— start —

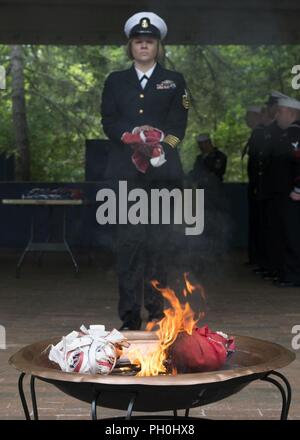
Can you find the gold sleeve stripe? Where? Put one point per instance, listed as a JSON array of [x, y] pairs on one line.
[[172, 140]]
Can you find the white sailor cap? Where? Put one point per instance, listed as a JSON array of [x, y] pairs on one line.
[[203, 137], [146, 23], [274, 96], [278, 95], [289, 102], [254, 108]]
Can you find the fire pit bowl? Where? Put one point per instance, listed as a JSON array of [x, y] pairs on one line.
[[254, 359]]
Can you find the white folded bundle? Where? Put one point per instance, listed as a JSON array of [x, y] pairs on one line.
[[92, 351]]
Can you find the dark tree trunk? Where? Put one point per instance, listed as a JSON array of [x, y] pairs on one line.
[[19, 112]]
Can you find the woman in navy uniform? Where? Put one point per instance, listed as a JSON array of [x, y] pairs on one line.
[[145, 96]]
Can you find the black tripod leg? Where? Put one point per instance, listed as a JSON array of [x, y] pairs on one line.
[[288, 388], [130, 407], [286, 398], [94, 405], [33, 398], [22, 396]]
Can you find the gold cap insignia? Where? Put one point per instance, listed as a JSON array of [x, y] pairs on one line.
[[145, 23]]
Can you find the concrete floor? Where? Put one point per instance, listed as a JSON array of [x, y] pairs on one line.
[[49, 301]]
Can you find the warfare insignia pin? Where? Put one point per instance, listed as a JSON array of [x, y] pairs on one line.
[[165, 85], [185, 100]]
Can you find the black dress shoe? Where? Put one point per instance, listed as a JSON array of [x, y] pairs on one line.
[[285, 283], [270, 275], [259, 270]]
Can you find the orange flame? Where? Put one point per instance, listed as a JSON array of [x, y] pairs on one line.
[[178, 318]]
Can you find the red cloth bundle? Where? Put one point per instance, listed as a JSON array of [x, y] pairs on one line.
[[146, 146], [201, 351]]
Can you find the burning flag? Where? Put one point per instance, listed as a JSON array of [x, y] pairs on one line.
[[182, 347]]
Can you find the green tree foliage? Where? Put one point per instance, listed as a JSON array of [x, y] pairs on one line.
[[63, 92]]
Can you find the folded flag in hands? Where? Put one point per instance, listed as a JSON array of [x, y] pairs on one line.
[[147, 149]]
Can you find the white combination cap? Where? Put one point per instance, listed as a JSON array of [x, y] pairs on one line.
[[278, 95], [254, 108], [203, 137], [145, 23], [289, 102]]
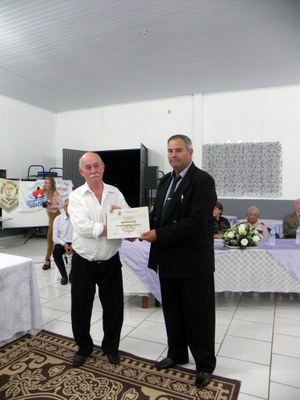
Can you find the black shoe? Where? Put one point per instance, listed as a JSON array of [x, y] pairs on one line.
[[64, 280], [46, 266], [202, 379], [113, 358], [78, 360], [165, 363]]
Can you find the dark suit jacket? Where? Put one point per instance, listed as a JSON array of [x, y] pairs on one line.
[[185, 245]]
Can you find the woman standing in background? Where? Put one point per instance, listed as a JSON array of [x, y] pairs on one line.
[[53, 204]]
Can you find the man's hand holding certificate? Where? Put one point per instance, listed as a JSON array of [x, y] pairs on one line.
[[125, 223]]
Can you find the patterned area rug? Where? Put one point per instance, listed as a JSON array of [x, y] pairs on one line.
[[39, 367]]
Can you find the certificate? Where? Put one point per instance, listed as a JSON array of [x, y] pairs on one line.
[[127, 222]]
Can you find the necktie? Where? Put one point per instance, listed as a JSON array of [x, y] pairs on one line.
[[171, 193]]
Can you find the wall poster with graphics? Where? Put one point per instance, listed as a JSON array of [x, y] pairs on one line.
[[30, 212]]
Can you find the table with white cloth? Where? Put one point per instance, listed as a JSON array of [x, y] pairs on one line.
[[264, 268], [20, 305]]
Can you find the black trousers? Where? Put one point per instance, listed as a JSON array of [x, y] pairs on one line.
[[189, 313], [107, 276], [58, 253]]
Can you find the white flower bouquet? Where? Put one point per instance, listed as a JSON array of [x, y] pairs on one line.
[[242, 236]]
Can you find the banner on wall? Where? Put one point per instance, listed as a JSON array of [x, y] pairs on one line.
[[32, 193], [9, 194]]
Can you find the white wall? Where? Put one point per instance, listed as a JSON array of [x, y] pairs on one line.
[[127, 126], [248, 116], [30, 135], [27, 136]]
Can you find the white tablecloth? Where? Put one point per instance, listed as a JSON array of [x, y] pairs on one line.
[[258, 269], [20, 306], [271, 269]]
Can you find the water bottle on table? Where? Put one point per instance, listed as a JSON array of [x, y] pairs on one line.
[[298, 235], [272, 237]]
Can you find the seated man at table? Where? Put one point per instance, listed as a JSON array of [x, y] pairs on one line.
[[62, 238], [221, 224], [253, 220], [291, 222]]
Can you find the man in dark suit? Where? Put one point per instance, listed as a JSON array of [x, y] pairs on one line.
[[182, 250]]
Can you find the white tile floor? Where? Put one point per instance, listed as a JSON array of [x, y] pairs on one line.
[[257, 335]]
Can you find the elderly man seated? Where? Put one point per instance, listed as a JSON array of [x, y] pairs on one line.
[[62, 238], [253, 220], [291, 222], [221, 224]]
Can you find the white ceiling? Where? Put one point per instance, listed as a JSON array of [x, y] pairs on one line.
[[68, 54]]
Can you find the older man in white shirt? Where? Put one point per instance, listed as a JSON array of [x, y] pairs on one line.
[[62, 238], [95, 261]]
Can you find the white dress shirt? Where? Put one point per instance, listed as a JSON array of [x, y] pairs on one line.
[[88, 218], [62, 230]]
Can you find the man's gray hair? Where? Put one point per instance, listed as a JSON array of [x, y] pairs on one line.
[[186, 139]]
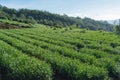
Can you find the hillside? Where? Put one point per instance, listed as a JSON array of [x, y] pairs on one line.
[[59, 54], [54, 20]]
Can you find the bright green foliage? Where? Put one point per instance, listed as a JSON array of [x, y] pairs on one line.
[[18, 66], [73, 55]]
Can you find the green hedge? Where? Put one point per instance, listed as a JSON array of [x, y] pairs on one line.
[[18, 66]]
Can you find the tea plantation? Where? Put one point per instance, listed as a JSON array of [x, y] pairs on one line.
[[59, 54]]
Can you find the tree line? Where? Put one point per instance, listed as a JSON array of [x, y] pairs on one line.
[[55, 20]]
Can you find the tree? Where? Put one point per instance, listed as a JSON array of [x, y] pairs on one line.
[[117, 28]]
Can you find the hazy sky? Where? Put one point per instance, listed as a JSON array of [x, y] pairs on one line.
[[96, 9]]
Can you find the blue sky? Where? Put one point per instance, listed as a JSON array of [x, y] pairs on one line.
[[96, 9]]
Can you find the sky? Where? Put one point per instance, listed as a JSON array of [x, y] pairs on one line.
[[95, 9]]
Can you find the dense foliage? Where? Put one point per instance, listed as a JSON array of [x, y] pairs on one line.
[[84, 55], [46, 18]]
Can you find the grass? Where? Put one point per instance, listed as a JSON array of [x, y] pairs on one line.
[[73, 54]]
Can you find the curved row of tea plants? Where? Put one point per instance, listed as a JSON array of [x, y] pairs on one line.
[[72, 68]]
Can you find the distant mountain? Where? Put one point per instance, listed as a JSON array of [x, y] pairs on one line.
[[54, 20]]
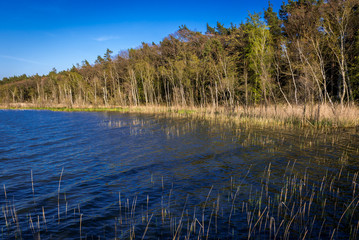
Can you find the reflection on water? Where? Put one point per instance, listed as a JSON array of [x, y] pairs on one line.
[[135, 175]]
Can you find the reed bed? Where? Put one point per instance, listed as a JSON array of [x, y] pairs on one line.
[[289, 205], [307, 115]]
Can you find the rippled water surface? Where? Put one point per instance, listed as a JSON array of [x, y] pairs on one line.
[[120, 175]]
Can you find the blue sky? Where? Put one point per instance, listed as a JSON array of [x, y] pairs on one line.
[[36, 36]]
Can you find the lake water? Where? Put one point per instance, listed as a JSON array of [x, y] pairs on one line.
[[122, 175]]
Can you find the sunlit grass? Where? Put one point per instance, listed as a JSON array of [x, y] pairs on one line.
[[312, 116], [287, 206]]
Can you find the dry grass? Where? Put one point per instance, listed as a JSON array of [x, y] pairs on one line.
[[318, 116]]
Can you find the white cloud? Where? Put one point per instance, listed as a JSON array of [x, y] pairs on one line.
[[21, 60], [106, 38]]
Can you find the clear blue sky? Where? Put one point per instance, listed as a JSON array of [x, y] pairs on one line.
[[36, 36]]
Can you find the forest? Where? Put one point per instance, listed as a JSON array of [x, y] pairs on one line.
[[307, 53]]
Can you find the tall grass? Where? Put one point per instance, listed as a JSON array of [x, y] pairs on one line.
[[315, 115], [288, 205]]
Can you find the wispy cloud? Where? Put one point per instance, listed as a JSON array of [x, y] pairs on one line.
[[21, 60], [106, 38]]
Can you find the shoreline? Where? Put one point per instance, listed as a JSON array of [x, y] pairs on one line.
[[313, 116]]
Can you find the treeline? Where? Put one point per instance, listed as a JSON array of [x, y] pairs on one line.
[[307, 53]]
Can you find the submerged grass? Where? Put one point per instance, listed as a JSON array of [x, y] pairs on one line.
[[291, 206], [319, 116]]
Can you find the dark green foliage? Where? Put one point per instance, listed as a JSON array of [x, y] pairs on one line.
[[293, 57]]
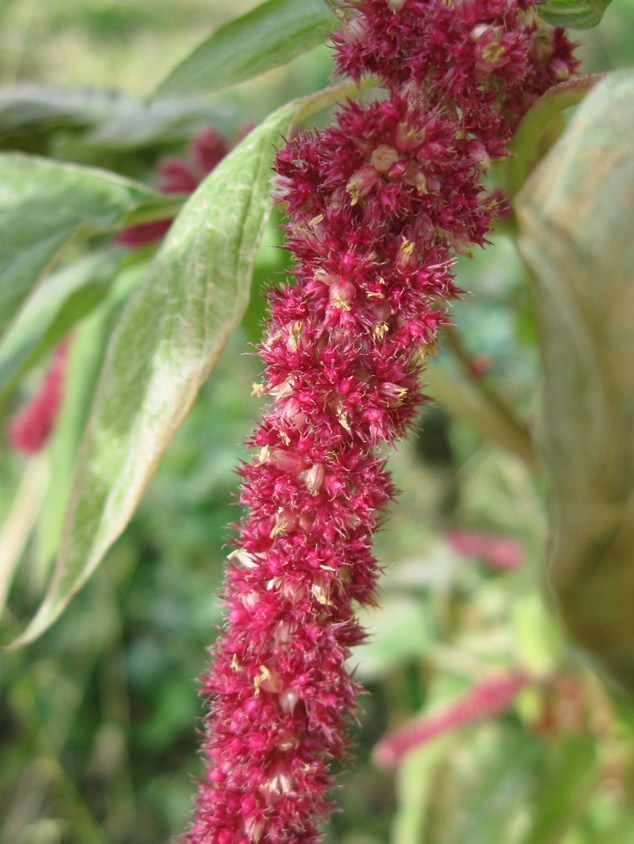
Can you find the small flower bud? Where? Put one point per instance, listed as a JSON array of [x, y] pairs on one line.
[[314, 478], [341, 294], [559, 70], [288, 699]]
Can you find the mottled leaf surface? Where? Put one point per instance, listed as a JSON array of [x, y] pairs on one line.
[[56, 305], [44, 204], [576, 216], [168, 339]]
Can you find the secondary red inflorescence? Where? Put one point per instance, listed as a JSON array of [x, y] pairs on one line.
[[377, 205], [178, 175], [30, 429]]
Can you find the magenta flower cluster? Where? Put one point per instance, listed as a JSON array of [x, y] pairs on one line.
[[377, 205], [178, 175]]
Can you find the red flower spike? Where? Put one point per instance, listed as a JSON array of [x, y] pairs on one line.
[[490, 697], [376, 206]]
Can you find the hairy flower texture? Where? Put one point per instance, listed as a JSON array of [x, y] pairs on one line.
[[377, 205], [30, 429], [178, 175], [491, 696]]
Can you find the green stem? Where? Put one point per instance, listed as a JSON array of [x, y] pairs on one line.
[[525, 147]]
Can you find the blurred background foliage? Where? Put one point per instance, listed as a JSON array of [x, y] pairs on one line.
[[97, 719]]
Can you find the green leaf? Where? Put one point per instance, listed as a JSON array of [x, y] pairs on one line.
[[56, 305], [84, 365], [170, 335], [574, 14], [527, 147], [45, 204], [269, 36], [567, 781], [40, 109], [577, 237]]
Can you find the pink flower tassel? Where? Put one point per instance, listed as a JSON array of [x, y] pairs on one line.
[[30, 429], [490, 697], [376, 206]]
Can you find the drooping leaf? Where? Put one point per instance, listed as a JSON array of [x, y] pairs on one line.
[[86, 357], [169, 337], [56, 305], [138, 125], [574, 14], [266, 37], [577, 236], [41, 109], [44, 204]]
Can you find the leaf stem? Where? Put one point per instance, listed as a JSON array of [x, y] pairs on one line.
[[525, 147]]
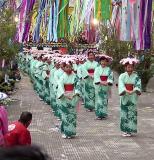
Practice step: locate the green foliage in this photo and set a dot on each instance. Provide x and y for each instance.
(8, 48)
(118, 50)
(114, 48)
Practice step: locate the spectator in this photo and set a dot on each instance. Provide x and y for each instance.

— end —

DESCRIPTION OF THE TASK → Lay out the lines of the material as a numbered list, starting at the line that contains "Can you find the dry" and ending at the line that contains "[[314, 478], [341, 294], [559, 70], [288, 699]]", with both of those lines included. Skip blank lines and leave the pictures out.

FINISHED ANSWER →
1. Can you find the dry grass? Where? Put one point per instance, listed as a JSON array of [x, y] pairs on one line.
2. [[318, 116]]
3. Can you find the white cloud? Where? Put one point per instance, listed as a JSON array of [x, y] pairs on one line.
4. [[21, 60], [106, 38]]
5. Can you find the clear blue sky? Where? Put one point per instance, listed as a JSON array of [x, y] pairs on one line.
6. [[36, 36]]
7. Can you find the forest? Where? Put one point per instance, listed as a JSON array of [x, y] pairs on one line.
8. [[307, 53]]
9. Can you find the tall grass? Where? Put one point per instance, listed as a JSON array of [x, y] pairs on one line.
10. [[315, 115], [288, 205]]
11. Can you find the wispy cloud? Where? Put one point per instance, listed as a JSON array of [x, y] pairs on one line.
12. [[21, 60], [106, 38]]
13. Can you find the shoreline? Where? Put one point per instance, listed as a JSON array of [x, y] pairs on one line.
14. [[313, 116]]
15. Can you find the treeline? Where? Put one point per instance, listed as a JSON array of [x, y] pairs on one line.
16. [[307, 53]]
17. Can you find the submerged grass? Where? Put one point per instance, listed as a JSON array of [x, y] pairs on one line.
18. [[291, 206], [319, 116]]
19. Can you find the dark green foliage? Where? Put one point per instance, listed as a JSON array of [x, y] pairs on one line.
20. [[293, 57]]
21. Can you find the small flower bud? Where? Put one point per instance, listed as a JSON array of [x, y] pairs on one line.
22. [[314, 478], [341, 294], [559, 70], [288, 699]]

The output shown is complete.